> 提示文
◇ ◇ ◇

GMM導入

混合ガウス分布(Gaussian Mixture Model, GMM)は文字通り複数のガウス分布で構成されているモデルです。 具体的には以下のような2次元のデータを考えてみれば良いです。

f:id:endosan:20190702203216p:plain

これを3つのガウス分布からできると考えてモデル化すればGMMです。

f:id:endosan:20190702203122p:plain

このモデルの目標はデータがGMMからできているとして、それがどのクラスター(隠れ変数)からできているか推定することです。 EMアルゴリズムを利用して推定します。この記事ではGMMの導入をします。EMについては GMMとEMアルゴリズム - 情報関連の備忘録 で。 変分ベイズについては GMMと変分ベイズ - 情報関連の備忘録

About Gaussian mixture model

Let's consider about the likelihood of gaussian mixture model  p ({\bf x} ; {\bf \theta} ) and next we cover an optimization of the parameters. Here,  {\bf x} is an observation variable.

Assumption

In GMM, we assume the following distributions.

We introduce a discrete latent variable  {\bf z} (which is corresponding to a cluster number). This variable satisfies  z_k \in \{ 0, 1\} and  \sum_k z_k = 1. The probability of a latent variable  {\bf z} is given by \begin{eqnarray} p({\bf z}) &=& \prod_{k} p(z_k)\nonumber\\ &=&\prod_{k} \pi_k^{z_{k}} \end{eqnarray} where the mixing coefficients  \pi_k satisfy  0 \leq \pi_{k} \leq 1 and  \sum_{k} \pi_{k} = 1.

◇ ◇ ◇

> 記録データ
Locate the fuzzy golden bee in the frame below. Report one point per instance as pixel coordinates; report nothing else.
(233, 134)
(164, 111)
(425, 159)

◇ ◇ ◇

> 出題内容
提示文のうち、「Let's consider about」から始まり「the following distributions.」で終わる箇所を、一字一句変えずに出力してください。

> 記述解答
Let's consider about the likelihood of gaussian mixture model  p ({\bf x} ; {\bf \theta} ) and next we cover an optimization of the parameters. Here,  {\bf x} is an observation variable.

Assumption

In GMM, we assume the following distributions.